Work through the entries below and show every line in which "drop" is found.

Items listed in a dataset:

Content starts

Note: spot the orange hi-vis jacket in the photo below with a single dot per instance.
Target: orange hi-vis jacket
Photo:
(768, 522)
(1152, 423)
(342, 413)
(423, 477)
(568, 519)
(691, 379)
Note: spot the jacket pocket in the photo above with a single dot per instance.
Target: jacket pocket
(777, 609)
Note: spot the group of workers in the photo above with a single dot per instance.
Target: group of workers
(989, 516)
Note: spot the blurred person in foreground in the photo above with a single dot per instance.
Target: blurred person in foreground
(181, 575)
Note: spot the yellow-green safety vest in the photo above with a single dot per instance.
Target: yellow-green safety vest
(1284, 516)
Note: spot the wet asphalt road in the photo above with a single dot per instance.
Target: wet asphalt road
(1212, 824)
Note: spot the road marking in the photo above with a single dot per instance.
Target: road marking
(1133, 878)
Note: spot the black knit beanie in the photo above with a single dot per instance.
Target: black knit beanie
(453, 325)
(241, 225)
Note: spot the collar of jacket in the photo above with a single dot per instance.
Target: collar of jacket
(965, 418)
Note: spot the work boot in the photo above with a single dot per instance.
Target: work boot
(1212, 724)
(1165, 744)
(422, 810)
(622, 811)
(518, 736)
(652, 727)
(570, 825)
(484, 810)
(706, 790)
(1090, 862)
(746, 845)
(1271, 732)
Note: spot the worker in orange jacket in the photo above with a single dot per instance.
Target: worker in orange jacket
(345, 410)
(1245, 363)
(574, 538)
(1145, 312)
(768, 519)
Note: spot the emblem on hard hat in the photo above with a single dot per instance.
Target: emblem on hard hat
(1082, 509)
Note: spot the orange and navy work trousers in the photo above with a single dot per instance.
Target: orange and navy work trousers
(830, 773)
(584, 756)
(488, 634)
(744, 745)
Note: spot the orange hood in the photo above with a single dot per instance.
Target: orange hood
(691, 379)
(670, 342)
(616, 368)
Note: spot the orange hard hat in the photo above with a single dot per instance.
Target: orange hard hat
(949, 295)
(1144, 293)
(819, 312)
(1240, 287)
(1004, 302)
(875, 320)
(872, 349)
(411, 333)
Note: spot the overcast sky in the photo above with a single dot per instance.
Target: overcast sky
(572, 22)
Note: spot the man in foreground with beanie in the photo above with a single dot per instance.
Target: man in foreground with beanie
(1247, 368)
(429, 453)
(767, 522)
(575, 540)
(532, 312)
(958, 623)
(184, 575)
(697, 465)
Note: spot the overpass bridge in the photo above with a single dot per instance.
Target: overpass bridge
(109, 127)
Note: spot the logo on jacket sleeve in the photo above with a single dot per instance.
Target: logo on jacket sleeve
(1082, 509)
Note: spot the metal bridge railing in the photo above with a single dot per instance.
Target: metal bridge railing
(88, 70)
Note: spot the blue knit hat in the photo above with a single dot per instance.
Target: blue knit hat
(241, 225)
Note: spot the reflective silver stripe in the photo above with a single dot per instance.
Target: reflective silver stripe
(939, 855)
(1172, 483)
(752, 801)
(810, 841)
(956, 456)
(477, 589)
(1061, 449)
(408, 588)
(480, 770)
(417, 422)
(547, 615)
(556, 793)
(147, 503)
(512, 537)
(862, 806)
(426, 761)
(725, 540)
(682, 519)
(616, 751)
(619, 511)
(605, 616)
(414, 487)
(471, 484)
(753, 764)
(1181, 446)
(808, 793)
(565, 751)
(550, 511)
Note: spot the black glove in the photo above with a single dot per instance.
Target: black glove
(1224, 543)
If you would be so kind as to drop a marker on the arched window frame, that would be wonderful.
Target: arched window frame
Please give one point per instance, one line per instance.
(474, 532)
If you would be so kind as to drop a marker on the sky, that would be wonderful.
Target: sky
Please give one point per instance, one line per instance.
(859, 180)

Content ends

RESPONSE BELOW:
If you would be so kind as to drop a marker on the arched window frame, that would be wonderful.
If you would be so kind as to drop a marker on the sky, that would be wonderful.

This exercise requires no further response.